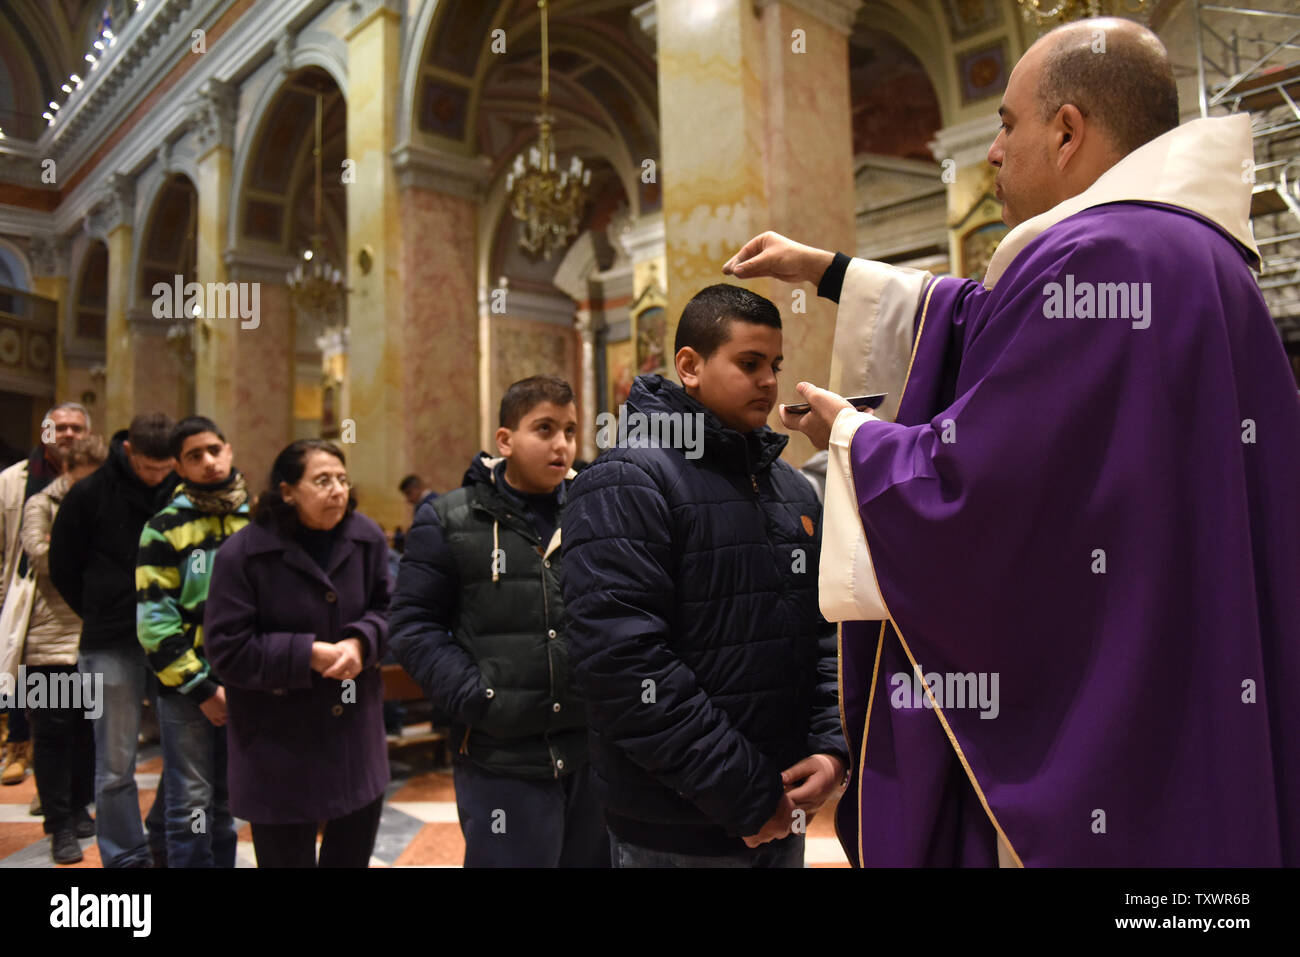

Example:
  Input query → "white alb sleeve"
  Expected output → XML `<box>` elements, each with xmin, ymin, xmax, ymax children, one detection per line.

<box><xmin>818</xmin><ymin>408</ymin><xmax>891</xmax><ymax>623</ymax></box>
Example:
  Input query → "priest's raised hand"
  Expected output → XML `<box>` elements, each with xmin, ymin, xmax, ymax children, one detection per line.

<box><xmin>723</xmin><ymin>16</ymin><xmax>1300</xmax><ymax>868</ymax></box>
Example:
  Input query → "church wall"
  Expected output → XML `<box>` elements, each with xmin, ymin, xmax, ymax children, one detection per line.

<box><xmin>229</xmin><ymin>280</ymin><xmax>293</xmax><ymax>492</ymax></box>
<box><xmin>492</xmin><ymin>316</ymin><xmax>580</xmax><ymax>424</ymax></box>
<box><xmin>398</xmin><ymin>182</ymin><xmax>480</xmax><ymax>496</ymax></box>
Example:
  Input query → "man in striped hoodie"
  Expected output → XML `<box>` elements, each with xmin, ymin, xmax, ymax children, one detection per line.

<box><xmin>136</xmin><ymin>416</ymin><xmax>249</xmax><ymax>868</ymax></box>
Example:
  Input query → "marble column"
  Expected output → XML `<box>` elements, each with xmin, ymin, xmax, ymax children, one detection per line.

<box><xmin>191</xmin><ymin>78</ymin><xmax>238</xmax><ymax>429</ymax></box>
<box><xmin>574</xmin><ymin>308</ymin><xmax>597</xmax><ymax>461</ymax></box>
<box><xmin>29</xmin><ymin>234</ymin><xmax>70</xmax><ymax>402</ymax></box>
<box><xmin>552</xmin><ymin>231</ymin><xmax>601</xmax><ymax>460</ymax></box>
<box><xmin>657</xmin><ymin>0</ymin><xmax>860</xmax><ymax>464</ymax></box>
<box><xmin>126</xmin><ymin>310</ymin><xmax>183</xmax><ymax>418</ymax></box>
<box><xmin>226</xmin><ymin>258</ymin><xmax>295</xmax><ymax>489</ymax></box>
<box><xmin>347</xmin><ymin>0</ymin><xmax>413</xmax><ymax>531</ymax></box>
<box><xmin>97</xmin><ymin>174</ymin><xmax>137</xmax><ymax>434</ymax></box>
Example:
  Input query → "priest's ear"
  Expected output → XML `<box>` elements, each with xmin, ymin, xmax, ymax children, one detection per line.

<box><xmin>676</xmin><ymin>346</ymin><xmax>705</xmax><ymax>391</ymax></box>
<box><xmin>1052</xmin><ymin>103</ymin><xmax>1087</xmax><ymax>171</ymax></box>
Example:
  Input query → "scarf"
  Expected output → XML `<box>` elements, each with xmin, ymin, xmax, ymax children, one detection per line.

<box><xmin>184</xmin><ymin>469</ymin><xmax>249</xmax><ymax>515</ymax></box>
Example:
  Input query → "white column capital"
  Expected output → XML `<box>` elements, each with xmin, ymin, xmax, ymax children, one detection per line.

<box><xmin>391</xmin><ymin>142</ymin><xmax>492</xmax><ymax>201</ymax></box>
<box><xmin>29</xmin><ymin>234</ymin><xmax>72</xmax><ymax>278</ymax></box>
<box><xmin>928</xmin><ymin>114</ymin><xmax>1002</xmax><ymax>168</ymax></box>
<box><xmin>190</xmin><ymin>78</ymin><xmax>238</xmax><ymax>156</ymax></box>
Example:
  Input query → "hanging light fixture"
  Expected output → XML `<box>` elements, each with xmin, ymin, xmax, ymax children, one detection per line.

<box><xmin>286</xmin><ymin>89</ymin><xmax>347</xmax><ymax>329</ymax></box>
<box><xmin>1015</xmin><ymin>0</ymin><xmax>1149</xmax><ymax>29</ymax></box>
<box><xmin>166</xmin><ymin>185</ymin><xmax>203</xmax><ymax>367</ymax></box>
<box><xmin>505</xmin><ymin>0</ymin><xmax>591</xmax><ymax>260</ymax></box>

- - - -

■ **Your assignment**:
Where does the word "priest" appear in the material above? Copy every line that holds it.

■ **Answer for the task**:
  Input query → "priest's raised hand"
  Input query → "priest's ear"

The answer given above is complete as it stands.